◆ **WHAT THIS EXERCISE ASKS**:
A) State whether each statement below agrees with the forum thread, answering yes or no and quoting the deciding words. (i) Ray Toler reports having contacted Spitfire privately after learning of a discontinuation. (ii) Geoff Grace holds that some libraries are essential. (iii) The proposed "retired" category would come with full tech support.
B) Answer these questions from the forum thread:
(i) Which library does Ray Toler regret not learning about before its retirement?
(ii) Which library is named in the reply by GeorgeThatMusicGuy?
(iii) What two names does Ray Toler suggest might get a "retired" product out of Spitfire?
C) Reproduce the passage of the forum thread from "I reached out" up to and including "Grace (Mar 6, 2022)".

◆ **GIVEN TEXT**:
▬▬▬▬▬▬▬▬▬▬
As someone who intensely regrets not learning about the retirement of Loegria until after it was gone, I second this. If you hear *anything* in Iceni that you like, put off some other purchase and pick it up.

This is the one part of Spitfire's marketing that I vehemently dislike. Creating artificial scarcity for a digital product is already infuriating. Taking something that still works perfectly fine and creating a fake "out of print" category just takes that to a whole new level.

I know Spitfire doesn't really care about this forum any more and after what I've seen in some past threads, don't blame them. But if they're reading and interested in suggestions from people who've already dropped several Gs with them, please create a new "retired" category of products that will never again be updated and that are exempt from any tech support, but offer them to the people who really want them.


----------



## GeorgeThatMusicGuy (Mar 6, 2022)

Ray Toler said:


> As someone who intensely regrets not learning about the retirement of Loegria until after it was gone, I second this. If you hear *anything* in Iceni that you like, put off some other purchase and pick it up.
> 
> This is the one part of Spitfire's marketing that I vehemently dislike. Creating artificial scarcity for a digital product is already infuriating. Taking something that still works perfectly fine and creating a fake "out of print" category just takes that to a whole new level.
> 
> I know Spitfire doesn't really care about this forum any more and after what I've seen in some past threads, don't blame them. But if they're reading and interested in suggestions from people who've already dropped several Gs with them, please create a new "retired" category of products that will never again be updated and that are exempt from any tech support, but offer them to the people who really want them.


Yes please, I would do anything for Albion II


----------



## Ray Toler (Mar 6, 2022)

GeorgeThatMusicGuy said:


> Yes please, I would do anything for Albion II


I reached out to them privately as soon as I learned that it had been discontinued, but there was nothing to be done. I suspect that the only way to get a "retired" product out of Spitfire is to be named Hans. Or _maybe_ Olafur. Maybe.


----------



## Geoff Grace (Mar 6, 2022)

I see some real pain and mourning in this thread over discontinued libraries. It makes sense to have a sense of loss when a door closes, and I understand that each recording is unique and can result in beautiful samples that can help us craft extra magic into our music.

On the other hand, no library is essential despite what marketing people would like us to believe. I think we can all admit that there's a lot of powerful music in the world that contains no samples at all. If we don't have access to every special sound that has ever existed, we can still record meaningful music that can move our listeners.

If you don't buy Iceni before it leaves, please don't waste too much energy feeling sad because you don't have access to its sounds. Why not, instead, look inward and see the wealth of resources you have as a composer and human being? You can still make beautiful music. You are the creator.

Best,

Geoff


----------



## moon (Mar 6, 2022)

Geoff Grace said:


> I see some real pain and mourning in this thread over discontinued libraries. It makes sense to have a sense of loss when a door closes, and I understand that each recording is unique and can result in beautiful samples that can help us craft extra magic into our music.
> 
> On the other hand, no library is essential despite what marketing people would like us to believe. I think we can all admit that there's a lot of powerful music in the world that contains no samples at all. If we don't have access to every special sound that has ever existed, we can still record meaningful music that can move our listeners.
▬▬▬▬▬▬▬▬▬▬
◆ **DATASET SECTION**:
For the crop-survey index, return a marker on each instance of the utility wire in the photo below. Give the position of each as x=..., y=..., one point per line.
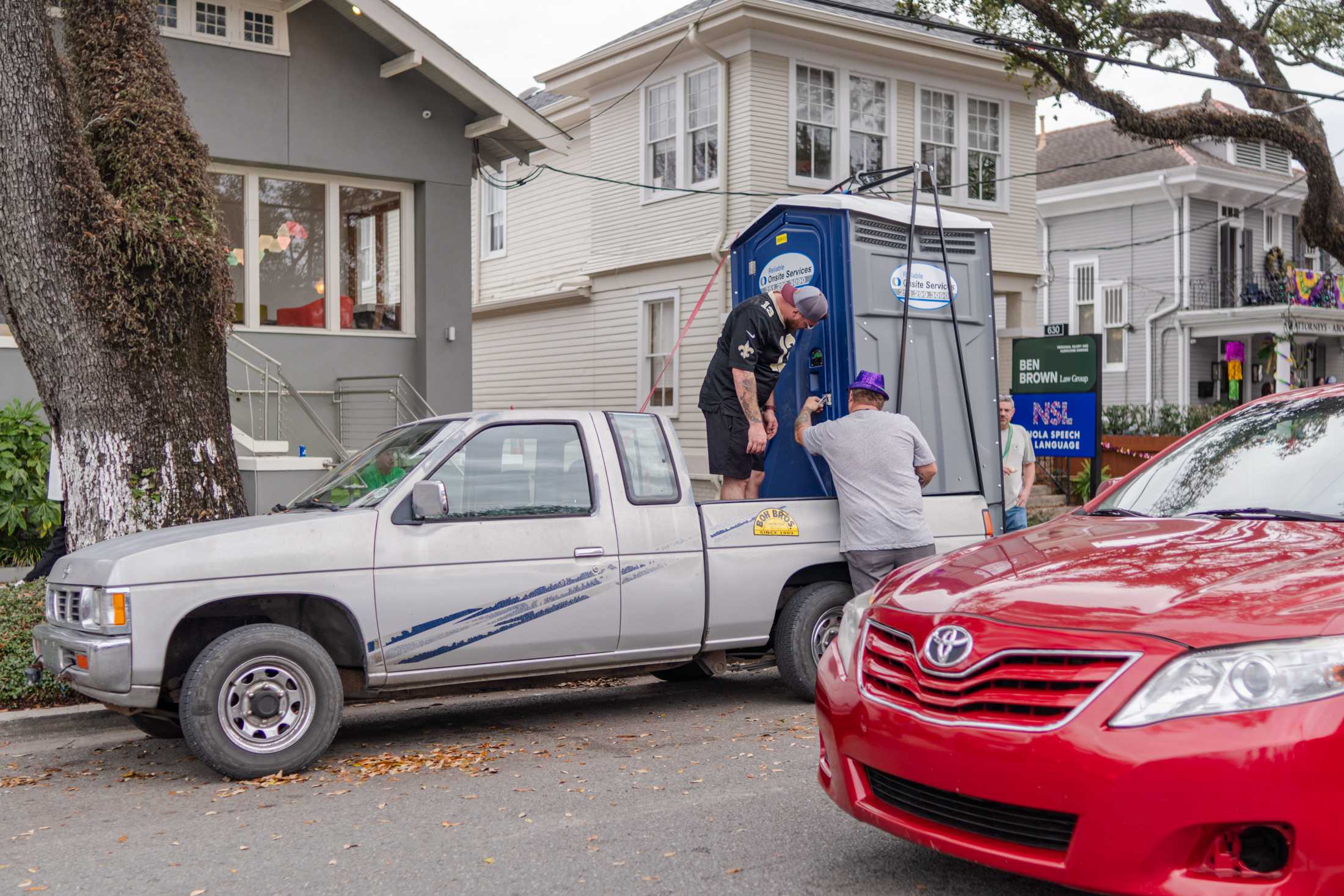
▬▬▬▬▬▬▬▬▬▬
◆ **ANSWERS TO THE TASKS**:
A)
(i) Yes: "I reached out to them privately as soon as I learned that it had been discontinued"
(ii) No: "no library is essential despite what marketing people would like us to believe"
(iii) No: "exempt from any tech support"

B)
(i) Loegria
(ii) Albion II
(iii) Hans, or maybe Olafur

C)
I reached out to them privately as soon as I learned that it had been discontinued, but there was nothing to be done. I suspect that the only way to get a "retired" product out of Spitfire is to be named Hans. Or _maybe_ Olafur. Maybe.


----------



## Geoff Grace (Mar 6, 2022)